Practical Number- 01
INTRODUCTION TO MACHINE LEARNING
    Machine learning (ML) is a field of artificial intelligence (AI) that enables computers to learn
    from data and improve their performance without being explicitly programmed. It involves
    algorithms that can analyse patterns, make predictions, and learn from experience, allowing
    systems to autonomously adapt and improve their accuracy over time.
    Types of Machine Learning
    Supervised learning is a machine learning model that uses labeled training data (structured
    data) to map a specific feature to a label. In supervised learning, the output is known (such
    as recognizing a picture of an apple) and the model is trained on data of the known output.

Task requirements: Can you write out the machine learning introduction word for word, beginning at "Practical Number- 01" and stopping after "the known output."? None of the lines are needed for this work.

Provided material:

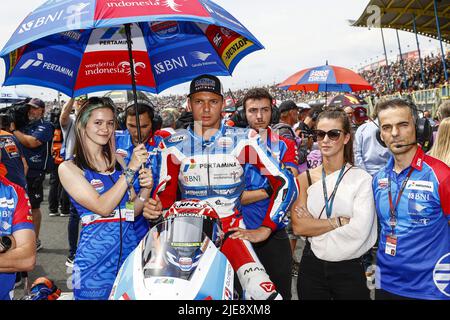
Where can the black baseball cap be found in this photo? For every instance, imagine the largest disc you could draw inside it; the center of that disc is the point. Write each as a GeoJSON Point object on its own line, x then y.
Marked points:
{"type": "Point", "coordinates": [287, 105]}
{"type": "Point", "coordinates": [206, 83]}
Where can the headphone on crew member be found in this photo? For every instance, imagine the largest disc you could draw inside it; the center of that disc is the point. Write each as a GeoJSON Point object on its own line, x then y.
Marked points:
{"type": "Point", "coordinates": [241, 118]}
{"type": "Point", "coordinates": [424, 130]}
{"type": "Point", "coordinates": [154, 117]}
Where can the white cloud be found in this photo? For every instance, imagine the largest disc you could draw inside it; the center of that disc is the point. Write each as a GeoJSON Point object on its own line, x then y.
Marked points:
{"type": "Point", "coordinates": [296, 34]}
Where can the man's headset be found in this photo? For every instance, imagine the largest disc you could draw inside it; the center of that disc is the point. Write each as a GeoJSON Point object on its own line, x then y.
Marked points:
{"type": "Point", "coordinates": [424, 131]}
{"type": "Point", "coordinates": [241, 119]}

Finished task:
Practical Number- 01
INTRODUCTION TO MACHINE LEARNING
    Machine learning (ML) is a field of artificial intelligence (AI) that enables computers to learn
    from data and improve their performance without being explicitly programmed. It involves
    algorithms that can analyse patterns, make predictions, and learn from experience, allowing
    systems to autonomously adapt and improve their accuracy over time.
    Types of Machine Learning
    Supervised learning is a machine learning model that uses labeled training data (structured
    data) to map a specific feature to a label. In supervised learning, the output is known (such
    as recognizing a picture of an apple) and the model is trained on data of the known output.